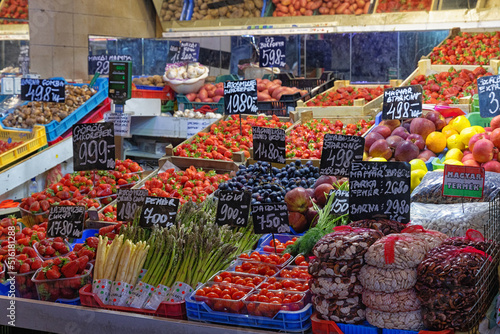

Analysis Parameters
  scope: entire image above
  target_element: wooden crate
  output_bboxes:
[401,59,500,113]
[295,80,401,118]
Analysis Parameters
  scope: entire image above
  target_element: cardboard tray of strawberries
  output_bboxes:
[80,284,187,320]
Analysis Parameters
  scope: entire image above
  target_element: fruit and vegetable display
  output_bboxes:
[430,31,500,65]
[2,85,96,129]
[286,119,375,159]
[410,67,492,104]
[306,86,390,107]
[376,0,432,13]
[174,115,292,161]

**What is needed**
Put every line of the entries above into a numbered list, skipping blank lines and leaving out the pictures.

**Written reply**
1. Analysis Parameters
2.   scope: entire image above
3.   target_element: wooden crate
4.   output_bboxes:
5. [401,59,500,113]
6. [295,80,401,118]
7. Analysis Parameters
8.   scope: entire image above
9.   target_element: cardboard tray of strawberries
10.   output_bboxes:
11. [80,284,187,320]
12. Analysis Parameters
13.   scope: entire image above
14.   target_element: fruit and vegetable display
15.   output_bboxes:
16. [430,31,500,65]
17. [2,85,96,129]
18. [286,119,375,159]
19. [410,67,492,104]
20. [306,86,390,107]
21. [376,0,432,13]
22. [174,115,292,161]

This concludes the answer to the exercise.